THE TASK: Everything from the line that contains "Exercise. Pick out the blurred background in" through the last line of the listing must be copied exactly, with both of those lines included and no others.

SUPPLIED MATERIAL:
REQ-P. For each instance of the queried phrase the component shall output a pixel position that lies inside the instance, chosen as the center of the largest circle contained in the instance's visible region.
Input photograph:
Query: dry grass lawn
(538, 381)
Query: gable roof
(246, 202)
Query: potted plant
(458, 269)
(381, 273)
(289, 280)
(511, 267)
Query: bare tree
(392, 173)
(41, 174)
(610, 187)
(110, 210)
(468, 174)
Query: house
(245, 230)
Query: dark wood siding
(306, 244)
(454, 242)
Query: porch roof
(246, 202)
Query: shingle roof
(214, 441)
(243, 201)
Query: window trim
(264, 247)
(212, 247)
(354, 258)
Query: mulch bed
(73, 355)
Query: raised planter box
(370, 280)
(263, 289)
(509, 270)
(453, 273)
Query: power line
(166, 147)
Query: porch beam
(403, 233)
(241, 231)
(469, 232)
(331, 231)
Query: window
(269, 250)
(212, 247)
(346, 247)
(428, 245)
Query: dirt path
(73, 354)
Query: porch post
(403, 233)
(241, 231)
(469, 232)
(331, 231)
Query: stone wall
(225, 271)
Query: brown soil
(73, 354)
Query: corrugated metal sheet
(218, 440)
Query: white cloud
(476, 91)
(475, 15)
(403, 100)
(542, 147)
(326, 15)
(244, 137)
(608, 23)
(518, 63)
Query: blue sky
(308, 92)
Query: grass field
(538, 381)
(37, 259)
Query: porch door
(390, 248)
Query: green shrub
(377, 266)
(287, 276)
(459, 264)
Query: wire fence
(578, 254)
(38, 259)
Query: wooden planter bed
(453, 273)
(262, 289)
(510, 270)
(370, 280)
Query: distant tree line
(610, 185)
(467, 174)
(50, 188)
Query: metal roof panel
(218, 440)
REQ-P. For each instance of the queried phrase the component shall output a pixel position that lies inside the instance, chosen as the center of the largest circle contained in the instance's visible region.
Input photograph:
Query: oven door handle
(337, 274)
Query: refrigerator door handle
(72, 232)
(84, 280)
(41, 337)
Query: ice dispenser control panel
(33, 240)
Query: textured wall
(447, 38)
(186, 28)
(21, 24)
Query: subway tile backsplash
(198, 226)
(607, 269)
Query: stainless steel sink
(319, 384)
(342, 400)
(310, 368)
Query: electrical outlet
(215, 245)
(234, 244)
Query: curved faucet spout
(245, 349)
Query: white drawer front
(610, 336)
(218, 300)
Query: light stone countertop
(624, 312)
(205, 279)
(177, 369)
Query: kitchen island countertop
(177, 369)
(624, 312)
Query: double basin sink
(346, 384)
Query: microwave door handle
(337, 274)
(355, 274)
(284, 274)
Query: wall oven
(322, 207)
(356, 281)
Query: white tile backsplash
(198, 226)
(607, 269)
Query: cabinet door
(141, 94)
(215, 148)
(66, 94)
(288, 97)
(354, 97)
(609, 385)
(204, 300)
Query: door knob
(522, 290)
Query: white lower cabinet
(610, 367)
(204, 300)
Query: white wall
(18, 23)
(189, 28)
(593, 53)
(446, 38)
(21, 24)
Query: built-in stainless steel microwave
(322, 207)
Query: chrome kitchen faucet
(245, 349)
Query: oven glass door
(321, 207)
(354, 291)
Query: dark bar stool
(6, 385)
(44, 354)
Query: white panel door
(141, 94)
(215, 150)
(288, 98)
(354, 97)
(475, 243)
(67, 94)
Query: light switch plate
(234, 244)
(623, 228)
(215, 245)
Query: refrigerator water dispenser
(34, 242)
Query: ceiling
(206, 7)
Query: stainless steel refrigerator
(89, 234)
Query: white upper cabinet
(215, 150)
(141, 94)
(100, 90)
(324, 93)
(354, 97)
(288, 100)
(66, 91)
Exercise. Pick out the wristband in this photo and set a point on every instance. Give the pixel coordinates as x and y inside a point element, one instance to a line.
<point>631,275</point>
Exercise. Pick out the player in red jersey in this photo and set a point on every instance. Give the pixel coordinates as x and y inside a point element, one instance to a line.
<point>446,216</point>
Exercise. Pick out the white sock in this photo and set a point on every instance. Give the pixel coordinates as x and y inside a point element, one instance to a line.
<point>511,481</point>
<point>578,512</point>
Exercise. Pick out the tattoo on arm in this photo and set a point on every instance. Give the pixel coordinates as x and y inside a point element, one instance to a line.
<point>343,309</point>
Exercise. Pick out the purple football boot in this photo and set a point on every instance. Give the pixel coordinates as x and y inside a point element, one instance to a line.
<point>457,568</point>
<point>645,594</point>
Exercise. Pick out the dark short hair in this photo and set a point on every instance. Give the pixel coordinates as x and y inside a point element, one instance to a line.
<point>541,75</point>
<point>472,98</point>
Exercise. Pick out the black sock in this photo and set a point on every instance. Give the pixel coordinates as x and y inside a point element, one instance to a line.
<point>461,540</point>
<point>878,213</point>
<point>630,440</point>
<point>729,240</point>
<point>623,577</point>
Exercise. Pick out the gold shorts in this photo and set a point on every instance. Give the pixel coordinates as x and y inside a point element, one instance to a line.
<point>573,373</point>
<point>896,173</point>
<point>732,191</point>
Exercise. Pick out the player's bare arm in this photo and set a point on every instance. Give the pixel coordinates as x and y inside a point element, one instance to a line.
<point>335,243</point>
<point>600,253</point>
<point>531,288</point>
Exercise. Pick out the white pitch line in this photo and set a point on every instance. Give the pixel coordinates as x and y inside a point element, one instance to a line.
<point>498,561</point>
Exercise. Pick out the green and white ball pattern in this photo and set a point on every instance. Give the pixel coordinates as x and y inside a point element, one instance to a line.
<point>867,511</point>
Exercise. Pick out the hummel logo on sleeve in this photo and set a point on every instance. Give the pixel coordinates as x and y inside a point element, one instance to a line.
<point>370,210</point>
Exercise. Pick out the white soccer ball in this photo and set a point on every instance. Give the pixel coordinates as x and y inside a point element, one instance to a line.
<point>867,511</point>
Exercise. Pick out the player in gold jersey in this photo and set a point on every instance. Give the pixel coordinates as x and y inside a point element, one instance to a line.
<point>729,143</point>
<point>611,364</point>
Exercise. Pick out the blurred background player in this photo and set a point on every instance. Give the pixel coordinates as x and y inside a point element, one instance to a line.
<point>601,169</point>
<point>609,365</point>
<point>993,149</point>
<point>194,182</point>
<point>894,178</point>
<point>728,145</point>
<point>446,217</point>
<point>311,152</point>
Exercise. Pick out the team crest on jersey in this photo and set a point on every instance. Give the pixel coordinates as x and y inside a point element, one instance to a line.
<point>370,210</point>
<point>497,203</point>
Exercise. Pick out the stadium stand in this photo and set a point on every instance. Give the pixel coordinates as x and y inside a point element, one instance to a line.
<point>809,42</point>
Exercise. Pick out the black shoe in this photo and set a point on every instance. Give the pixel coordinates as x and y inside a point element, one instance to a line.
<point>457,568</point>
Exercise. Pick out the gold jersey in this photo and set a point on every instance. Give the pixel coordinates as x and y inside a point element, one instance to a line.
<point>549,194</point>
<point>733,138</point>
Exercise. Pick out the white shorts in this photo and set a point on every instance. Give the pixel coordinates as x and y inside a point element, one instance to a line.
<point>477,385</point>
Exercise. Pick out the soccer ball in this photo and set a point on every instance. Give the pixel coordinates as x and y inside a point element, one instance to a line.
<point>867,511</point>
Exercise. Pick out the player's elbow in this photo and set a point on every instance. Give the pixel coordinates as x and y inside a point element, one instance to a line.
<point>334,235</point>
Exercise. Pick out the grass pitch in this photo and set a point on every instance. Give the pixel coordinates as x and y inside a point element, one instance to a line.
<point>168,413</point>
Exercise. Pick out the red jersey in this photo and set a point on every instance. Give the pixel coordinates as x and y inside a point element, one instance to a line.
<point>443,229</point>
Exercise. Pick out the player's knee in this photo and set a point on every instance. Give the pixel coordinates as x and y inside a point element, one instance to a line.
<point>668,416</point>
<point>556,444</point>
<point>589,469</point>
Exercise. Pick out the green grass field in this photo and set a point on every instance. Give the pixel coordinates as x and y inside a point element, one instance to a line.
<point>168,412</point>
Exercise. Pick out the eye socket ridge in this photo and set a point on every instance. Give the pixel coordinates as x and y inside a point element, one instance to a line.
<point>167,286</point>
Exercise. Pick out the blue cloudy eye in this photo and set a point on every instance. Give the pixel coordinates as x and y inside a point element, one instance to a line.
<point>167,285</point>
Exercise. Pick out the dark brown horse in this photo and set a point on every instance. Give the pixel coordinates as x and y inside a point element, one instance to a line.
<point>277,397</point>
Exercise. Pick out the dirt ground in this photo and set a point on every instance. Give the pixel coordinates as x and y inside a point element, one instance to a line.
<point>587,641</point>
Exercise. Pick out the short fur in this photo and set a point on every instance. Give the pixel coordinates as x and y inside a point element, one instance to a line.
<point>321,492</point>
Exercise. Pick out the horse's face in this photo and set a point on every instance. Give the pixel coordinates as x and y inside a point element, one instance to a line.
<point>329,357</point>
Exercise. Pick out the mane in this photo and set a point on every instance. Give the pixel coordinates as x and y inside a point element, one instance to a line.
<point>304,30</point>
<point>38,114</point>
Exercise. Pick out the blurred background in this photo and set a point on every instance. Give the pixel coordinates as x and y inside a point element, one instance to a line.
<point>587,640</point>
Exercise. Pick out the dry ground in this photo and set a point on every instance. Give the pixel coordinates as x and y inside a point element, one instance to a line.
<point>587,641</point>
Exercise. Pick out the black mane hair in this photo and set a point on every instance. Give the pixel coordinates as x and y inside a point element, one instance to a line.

EXERCISE OUTPUT:
Exercise. Pick out the blurred background in this photo and set a point on every instance. Give the pixel coordinates as x and y inside a point element, one instance to a line.
<point>587,640</point>
Exercise. Pick out the dry ground in this photo and set a point on every instance. Give the pixel coordinates as x and y inside a point element, one instance to a line.
<point>587,641</point>
Exercise. Pick out the black mane hair in this photo and set a point on every instance. Give the pixel coordinates as x and y inside a point element, one instance to a line.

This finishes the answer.